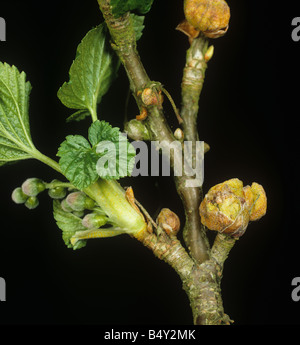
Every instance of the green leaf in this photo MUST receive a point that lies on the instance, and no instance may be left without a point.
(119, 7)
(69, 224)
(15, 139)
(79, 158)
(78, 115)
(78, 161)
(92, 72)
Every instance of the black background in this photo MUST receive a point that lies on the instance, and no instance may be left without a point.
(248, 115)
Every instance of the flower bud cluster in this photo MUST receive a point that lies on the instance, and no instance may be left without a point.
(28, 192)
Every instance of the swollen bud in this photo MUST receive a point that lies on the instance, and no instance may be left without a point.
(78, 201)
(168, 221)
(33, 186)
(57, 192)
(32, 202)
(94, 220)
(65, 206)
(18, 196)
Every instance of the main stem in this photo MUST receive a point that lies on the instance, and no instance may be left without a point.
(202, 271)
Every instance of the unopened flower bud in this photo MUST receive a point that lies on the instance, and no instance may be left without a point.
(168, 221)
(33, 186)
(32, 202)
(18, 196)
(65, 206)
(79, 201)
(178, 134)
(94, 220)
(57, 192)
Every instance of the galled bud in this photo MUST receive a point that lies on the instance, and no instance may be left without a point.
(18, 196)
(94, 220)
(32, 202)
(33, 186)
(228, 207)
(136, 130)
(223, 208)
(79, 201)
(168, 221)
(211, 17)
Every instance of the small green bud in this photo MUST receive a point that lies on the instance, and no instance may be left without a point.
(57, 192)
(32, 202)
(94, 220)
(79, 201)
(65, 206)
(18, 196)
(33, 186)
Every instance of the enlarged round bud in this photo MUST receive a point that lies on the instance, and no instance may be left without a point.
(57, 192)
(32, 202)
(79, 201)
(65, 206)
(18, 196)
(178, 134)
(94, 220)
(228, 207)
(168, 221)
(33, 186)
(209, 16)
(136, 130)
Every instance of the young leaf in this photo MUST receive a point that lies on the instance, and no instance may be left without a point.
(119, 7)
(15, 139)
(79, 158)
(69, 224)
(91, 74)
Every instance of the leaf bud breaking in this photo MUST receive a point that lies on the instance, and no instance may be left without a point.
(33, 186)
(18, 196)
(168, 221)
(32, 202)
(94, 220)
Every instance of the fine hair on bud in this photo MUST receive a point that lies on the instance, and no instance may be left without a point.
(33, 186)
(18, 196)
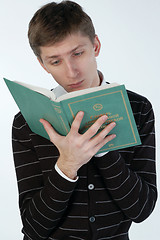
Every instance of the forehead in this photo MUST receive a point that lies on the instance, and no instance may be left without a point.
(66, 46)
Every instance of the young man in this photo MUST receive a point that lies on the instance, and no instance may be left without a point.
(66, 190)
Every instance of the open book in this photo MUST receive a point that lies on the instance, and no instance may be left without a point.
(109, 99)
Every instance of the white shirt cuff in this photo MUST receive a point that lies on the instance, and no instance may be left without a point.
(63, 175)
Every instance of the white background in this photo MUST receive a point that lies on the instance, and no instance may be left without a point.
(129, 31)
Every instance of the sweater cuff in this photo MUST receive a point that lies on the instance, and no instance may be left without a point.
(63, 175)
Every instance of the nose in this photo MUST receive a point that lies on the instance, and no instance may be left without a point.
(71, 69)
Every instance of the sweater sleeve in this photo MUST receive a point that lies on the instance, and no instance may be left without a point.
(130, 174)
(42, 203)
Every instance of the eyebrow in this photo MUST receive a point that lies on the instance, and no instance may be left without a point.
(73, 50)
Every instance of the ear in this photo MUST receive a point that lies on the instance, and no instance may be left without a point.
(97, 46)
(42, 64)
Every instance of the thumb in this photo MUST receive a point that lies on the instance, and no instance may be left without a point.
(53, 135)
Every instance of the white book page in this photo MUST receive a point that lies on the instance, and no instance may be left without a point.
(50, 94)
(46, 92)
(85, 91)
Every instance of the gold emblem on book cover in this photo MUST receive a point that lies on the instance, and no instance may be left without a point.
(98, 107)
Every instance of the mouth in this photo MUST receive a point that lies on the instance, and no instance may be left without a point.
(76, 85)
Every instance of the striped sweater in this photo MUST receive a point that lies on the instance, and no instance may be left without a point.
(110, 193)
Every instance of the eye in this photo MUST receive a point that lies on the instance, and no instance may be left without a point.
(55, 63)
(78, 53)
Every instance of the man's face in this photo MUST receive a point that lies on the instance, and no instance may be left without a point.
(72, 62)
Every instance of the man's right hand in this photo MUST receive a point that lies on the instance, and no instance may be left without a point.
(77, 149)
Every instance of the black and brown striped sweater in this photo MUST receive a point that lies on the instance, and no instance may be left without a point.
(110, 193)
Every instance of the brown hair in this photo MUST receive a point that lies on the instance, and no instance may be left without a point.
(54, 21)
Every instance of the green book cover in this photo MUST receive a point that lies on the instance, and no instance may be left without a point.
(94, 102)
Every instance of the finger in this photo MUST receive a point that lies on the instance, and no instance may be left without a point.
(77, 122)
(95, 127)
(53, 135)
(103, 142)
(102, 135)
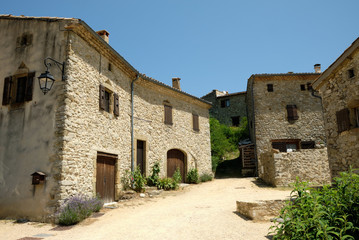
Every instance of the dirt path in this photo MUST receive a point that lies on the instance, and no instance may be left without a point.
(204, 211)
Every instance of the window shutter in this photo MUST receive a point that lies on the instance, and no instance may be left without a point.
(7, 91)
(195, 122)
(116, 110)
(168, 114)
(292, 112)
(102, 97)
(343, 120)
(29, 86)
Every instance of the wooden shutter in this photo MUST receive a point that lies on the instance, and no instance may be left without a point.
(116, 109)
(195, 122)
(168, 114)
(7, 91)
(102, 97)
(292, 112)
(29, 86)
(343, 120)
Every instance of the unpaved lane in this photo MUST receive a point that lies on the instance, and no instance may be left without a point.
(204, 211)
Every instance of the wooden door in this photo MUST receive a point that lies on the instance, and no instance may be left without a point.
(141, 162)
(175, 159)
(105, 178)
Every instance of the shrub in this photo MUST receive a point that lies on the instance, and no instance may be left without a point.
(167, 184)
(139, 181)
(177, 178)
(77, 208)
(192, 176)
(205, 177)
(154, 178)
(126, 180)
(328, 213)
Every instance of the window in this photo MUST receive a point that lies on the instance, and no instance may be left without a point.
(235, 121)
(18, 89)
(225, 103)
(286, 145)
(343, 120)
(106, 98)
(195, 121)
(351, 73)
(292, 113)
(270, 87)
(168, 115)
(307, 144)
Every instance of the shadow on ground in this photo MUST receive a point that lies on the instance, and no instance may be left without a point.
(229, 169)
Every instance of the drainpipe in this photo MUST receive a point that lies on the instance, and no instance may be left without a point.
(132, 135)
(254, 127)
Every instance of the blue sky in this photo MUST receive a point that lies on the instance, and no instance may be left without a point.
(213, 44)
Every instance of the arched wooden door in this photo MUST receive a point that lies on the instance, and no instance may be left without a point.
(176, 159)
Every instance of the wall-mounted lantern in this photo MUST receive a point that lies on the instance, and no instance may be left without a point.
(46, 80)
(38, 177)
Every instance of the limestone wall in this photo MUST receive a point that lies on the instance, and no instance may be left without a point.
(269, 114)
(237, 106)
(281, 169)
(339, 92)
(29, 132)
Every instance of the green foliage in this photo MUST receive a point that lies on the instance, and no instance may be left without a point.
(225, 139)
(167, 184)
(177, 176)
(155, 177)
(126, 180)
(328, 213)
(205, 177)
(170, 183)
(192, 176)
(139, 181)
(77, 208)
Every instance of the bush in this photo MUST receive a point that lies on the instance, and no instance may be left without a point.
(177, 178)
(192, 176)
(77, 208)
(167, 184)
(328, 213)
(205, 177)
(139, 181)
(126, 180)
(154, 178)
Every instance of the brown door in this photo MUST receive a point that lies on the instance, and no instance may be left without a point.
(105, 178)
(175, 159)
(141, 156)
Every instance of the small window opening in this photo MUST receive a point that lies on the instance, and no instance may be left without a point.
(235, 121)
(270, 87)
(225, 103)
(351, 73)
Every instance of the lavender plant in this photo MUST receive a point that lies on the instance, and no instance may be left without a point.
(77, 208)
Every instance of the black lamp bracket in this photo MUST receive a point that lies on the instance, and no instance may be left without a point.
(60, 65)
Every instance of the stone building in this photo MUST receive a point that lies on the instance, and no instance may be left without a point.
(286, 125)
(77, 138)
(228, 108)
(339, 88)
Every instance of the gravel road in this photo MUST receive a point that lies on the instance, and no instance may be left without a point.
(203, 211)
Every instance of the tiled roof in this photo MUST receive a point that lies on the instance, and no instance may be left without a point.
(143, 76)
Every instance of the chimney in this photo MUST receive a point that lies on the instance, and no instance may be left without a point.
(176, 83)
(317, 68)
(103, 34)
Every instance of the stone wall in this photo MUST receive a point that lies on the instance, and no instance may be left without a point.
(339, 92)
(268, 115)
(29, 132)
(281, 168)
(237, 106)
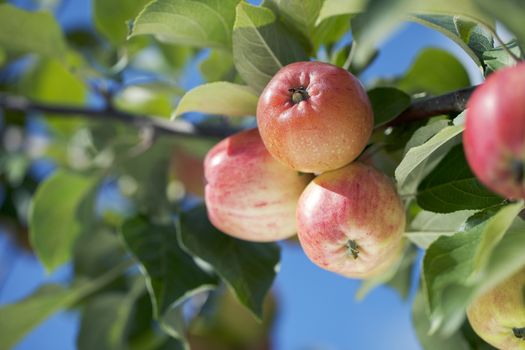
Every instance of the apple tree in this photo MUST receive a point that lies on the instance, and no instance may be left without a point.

- What you have to do: Print the lines from the line containing "Every instance of the stone wall" through the last line of the listing, exactly as they stand, and leave any pictures out.

- Exercise solution:
Every instance of the stone wall in this photo MUST receive a point that lies on the instance, and no instance may be left without a point.
(339, 92)
(268, 115)
(29, 132)
(281, 168)
(237, 106)
Every instance of the apple tree in this photo MUST receive a point that lies on the instance, and no instance may be left without a point.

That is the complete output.